SOURCE EXCERPT:
<<<<
Software Developer Career Evolution: The Middle Years
Another day. Another code review.

Software Developer Career Evolution: The Middle Years

In the first part of this four-part series we took a look at what it means to be a junior developer. More specifically, I covered my definitions of the first two tiers a developer goes through.

You can find that article here: Software Developer Career Evolution: The Junior Years

In this article I will cover tier three and tier four. Note that when a developer reaches the fourth tier in their career, they have usually been in industry long enough to know whether or not they prefer to go down a people management path or stick to primarily being an independent contributor. People managers tend to end up as team leads, development managers, and CTOs, while independent contributors end up as architects, principal architects and sometimes CTOs as well.

Title: Software Development Engineer II

Tier 3

You have been in industry for about half a decade or more. You have mastered all the technologies you have typically needed in the companies you have worked for. At this point, you have stopping thinking about yourself as a back-end developer, middle-tier developer, or front end-developer. You realize that in order to have a functional and versatile team that delivers on schedule that you might need to be anything the team needs at the time. You start to see yourself as a full-stack developer, someone who can fairly quickly pick up new tech if it means meeting the deadlines. Mentoring junior developers is something you are starting to do a lot more of and you are beginning to struggle with finding the right balance between coding yourself and teaching others. On the one hand you feel you can get things done quicker if you work alone, but on the other you get a nagging feeling that it would probably be better that you help others ramp up even if it means a slight decrease in your own productivity.
>>>>
MATERIAL:
<<<<
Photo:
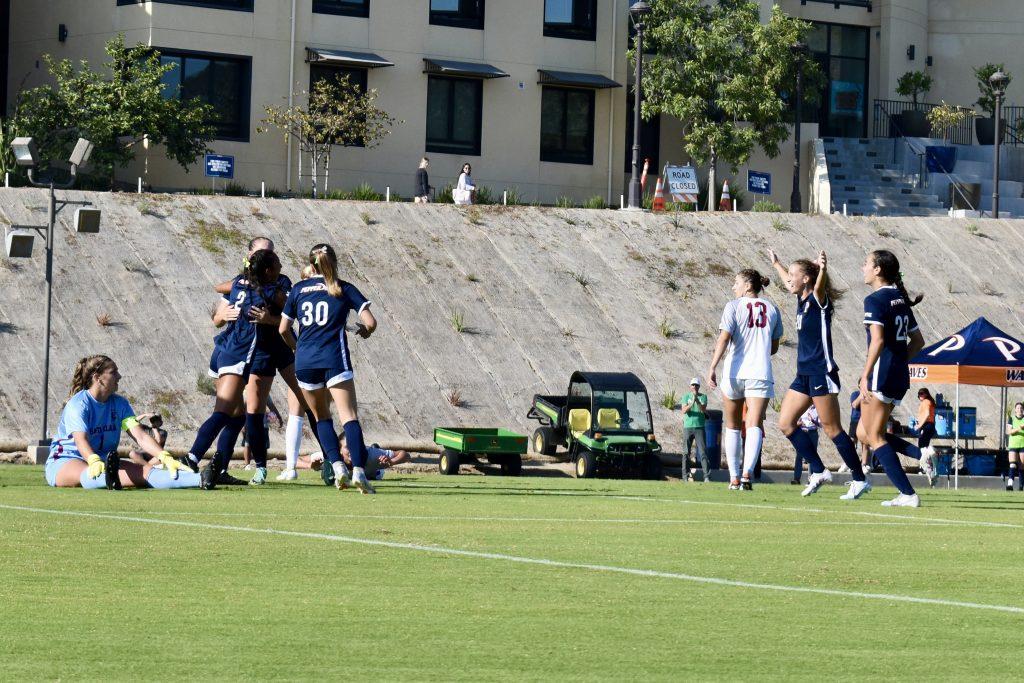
>>>>
TASK 1:
Quote the career evolution article exactly, from "In this article" up to and including "CTOs as well.".
TASK 2:
Continue the article on software developer career evolution from the point where it stops.

TASK ANSWER 1:
In this article I will cover tier three and tier four. Note that when a developer reaches the fourth tier in their career, they have usually been in industry long enough to know whether or not they prefer to go down a people management path or stick to primarily being an independent contributor. People managers tend to end up as team leads, development managers, and CTOs, while independent contributors end up as architects, principal architects and sometimes CTOs as well.

TASK ANSWER 2:
Responsibilities

The requirements you encounter start to become a lot vaguer then they have been in the past. You are expected to participate in meetings breaking down business requirements into technical documents; documents you have up to this point been handed by a more senior developer. You are now that more senior developer and junior developers are starting to count on you. You are expected to estimate time against these vague requirements before you have full knowledge of the technical consequences and you do this by reaching into your experience of similar work done on other projects. You are expected to set an example to the other team members. Your habits and approach to the job will be something mimicked by juniors and therefore a violation of conduct will be treated much more seriously than if you were a junior developer. You will no longer be excused from making junior mistakes. When you make a junior mistake, you will be punished where a junior would not have been punished for the same mistake.

How You Get Promoted

You have learned to take full ownership of more complex tasks. You are judged to be reliable in estimating both time and resources to meet deadlines. Though you are still not making widespread architectural decisions, you are someone who can be relied upon to execute tactical missions in delivering work that involves more than just yourself. You do not make excuses anymore about the lack of information as you have figured out that it is your job to push things through to completion and solicit the resources you need to do so. You start to see the strengths and weaknesses of junior developers and feel it is your job to help those who are struggling; it not merely being their problem to deal with. You take pride in your work and standards are important to you as a consequence of your seeing what happens when there are no standards.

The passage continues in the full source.